***** Excerpted data

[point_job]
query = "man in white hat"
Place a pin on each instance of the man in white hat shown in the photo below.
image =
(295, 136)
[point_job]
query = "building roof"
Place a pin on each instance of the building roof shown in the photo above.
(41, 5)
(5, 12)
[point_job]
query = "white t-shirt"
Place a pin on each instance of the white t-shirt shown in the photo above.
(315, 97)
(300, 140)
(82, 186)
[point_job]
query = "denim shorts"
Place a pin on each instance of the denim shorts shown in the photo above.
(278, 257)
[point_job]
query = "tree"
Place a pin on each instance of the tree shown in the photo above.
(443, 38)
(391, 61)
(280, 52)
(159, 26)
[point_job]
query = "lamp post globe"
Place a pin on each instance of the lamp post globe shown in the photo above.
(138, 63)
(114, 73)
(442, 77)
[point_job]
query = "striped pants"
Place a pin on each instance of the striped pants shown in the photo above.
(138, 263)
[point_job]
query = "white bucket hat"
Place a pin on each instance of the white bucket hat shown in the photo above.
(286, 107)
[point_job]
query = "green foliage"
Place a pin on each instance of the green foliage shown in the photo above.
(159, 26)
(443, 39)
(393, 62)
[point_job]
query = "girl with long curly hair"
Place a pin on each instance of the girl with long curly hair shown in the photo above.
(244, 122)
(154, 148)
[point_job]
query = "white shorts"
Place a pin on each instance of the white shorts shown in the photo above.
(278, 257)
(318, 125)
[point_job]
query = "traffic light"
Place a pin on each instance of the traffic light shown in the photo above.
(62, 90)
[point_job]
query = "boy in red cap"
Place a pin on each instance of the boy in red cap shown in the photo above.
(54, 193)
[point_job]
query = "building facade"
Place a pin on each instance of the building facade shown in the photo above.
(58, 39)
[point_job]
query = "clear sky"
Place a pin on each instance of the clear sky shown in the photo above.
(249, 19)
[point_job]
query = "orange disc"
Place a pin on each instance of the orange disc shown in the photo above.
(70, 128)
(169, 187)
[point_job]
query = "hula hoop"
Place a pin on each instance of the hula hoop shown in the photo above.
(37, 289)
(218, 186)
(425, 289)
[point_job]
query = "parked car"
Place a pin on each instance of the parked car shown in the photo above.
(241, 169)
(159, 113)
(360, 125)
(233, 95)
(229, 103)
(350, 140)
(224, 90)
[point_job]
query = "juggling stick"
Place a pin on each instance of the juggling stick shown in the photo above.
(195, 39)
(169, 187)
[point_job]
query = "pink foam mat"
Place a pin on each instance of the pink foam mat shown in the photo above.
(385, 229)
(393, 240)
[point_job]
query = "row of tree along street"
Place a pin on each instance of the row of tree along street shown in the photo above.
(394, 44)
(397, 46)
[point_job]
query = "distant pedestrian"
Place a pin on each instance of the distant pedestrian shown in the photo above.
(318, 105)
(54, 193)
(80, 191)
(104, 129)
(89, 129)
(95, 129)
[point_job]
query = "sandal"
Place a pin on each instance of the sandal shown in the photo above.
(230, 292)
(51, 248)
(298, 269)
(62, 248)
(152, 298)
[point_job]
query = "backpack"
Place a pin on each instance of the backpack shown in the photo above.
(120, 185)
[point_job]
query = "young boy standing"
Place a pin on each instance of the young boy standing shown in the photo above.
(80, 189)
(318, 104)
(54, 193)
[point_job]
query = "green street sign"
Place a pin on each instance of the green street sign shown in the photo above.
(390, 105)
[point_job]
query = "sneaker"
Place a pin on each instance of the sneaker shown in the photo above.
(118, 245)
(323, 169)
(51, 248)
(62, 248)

**********

Your assignment:
Return all of the entries exactly as they were supplied.

Exercise output:
[point_job]
query = "man in white hat"
Place a pin on each instance of the man in white hat shown in the photo below.
image =
(295, 136)
[point_job]
query = "building roof"
Place a pin on each instance of the building roof shown in the photo above.
(41, 5)
(5, 12)
[point_job]
query = "white t-shirt"
Place a pin on each instance of the white t-shirt shown in the photo above.
(315, 97)
(300, 140)
(82, 186)
[point_job]
query = "denim shorts"
Place a pin on each instance of the denim shorts shown in the photo above.
(278, 257)
[point_job]
query = "tree"
Place a pin on each instance of the tree shown in the photo above.
(443, 38)
(391, 61)
(280, 52)
(159, 26)
[point_job]
query = "lamp post globe"
Place a pin on each instance of the lamp post globe shown in the photo above.
(138, 63)
(114, 73)
(442, 77)
[point_job]
query = "striped pants"
Place a pin on each instance of the striped pants shown in the photo above.
(138, 263)
[point_job]
query = "white bucket hat"
Place a pin on each instance of the white bucket hat shown in the photo above.
(286, 107)
[point_job]
query = "green foliage"
Place a pin on each instance of the green foliage shown in the photo above.
(159, 26)
(443, 39)
(393, 62)
[point_job]
query = "girl with long curly hair"
Place a pin on each instance of the girl with long curly hair shown in the photo above.
(244, 122)
(154, 148)
[point_job]
query = "white shorts"
Place a pin on each instance of the white shorts shown in the photo above.
(278, 257)
(318, 125)
[point_job]
query = "traffic light"
Place a pin on each instance of the traffic light shown in the photo above.
(62, 90)
[point_job]
query = "boy in red cap"
Place a pin on each instance of the boy in red cap shown in the photo above.
(54, 193)
[point_job]
query = "building facade"
Place a pin on each instance of the building facade shown in the photo above.
(58, 39)
[point_job]
query = "clear sky"
Place a pin on each instance of the clear sky shown in the photo above.
(249, 19)
[point_job]
query = "orange disc"
Place a pin on each instance of the orange disc shown in the photo above.
(70, 128)
(169, 187)
[point_job]
query = "hula hoop"
Place a pin on each instance of the hula hoop shown in the photo above.
(37, 289)
(218, 186)
(425, 289)
[point_job]
query = "parked car"
Place a pin on each instance of the parked car shown in the photo above.
(241, 169)
(159, 113)
(360, 125)
(233, 95)
(229, 103)
(350, 140)
(224, 90)
[point_job]
query = "juggling stick"
Place a pin on each instance of the juggling stick shown in the photo above.
(195, 39)
(169, 187)
[point_job]
query = "pink foam mat"
Place a pin on each instance of the pink foam mat shown in the photo above.
(385, 229)
(393, 240)
[point_job]
query = "row of tree along street"
Place a pin on each instance of the row of tree along street shown in the photo above.
(394, 44)
(397, 46)
[point_job]
query = "distant pedestrian"
Place a pin on each instance of the distant pedestrian shown in the photo above.
(318, 105)
(54, 193)
(80, 191)
(104, 129)
(89, 129)
(95, 129)
[point_job]
query = "sandal"
Place a pin on each instance of the sandal shown in the photo above.
(230, 292)
(51, 248)
(298, 269)
(62, 248)
(152, 298)
[point_job]
query = "backpack"
Place a pin on each instance of the backpack shown in the photo above.
(120, 185)
[point_job]
query = "young boy standing"
Place a pin on each instance of the young boy standing shown in the photo above.
(80, 189)
(318, 104)
(54, 193)
[point_job]
query = "green street sign"
Place a pin on each instance of the green street sign shown in the photo above.
(390, 105)
[point_job]
query = "sneaker"
Place a pin on each instance of the sneaker shown in the photo above.
(118, 245)
(323, 169)
(51, 248)
(62, 248)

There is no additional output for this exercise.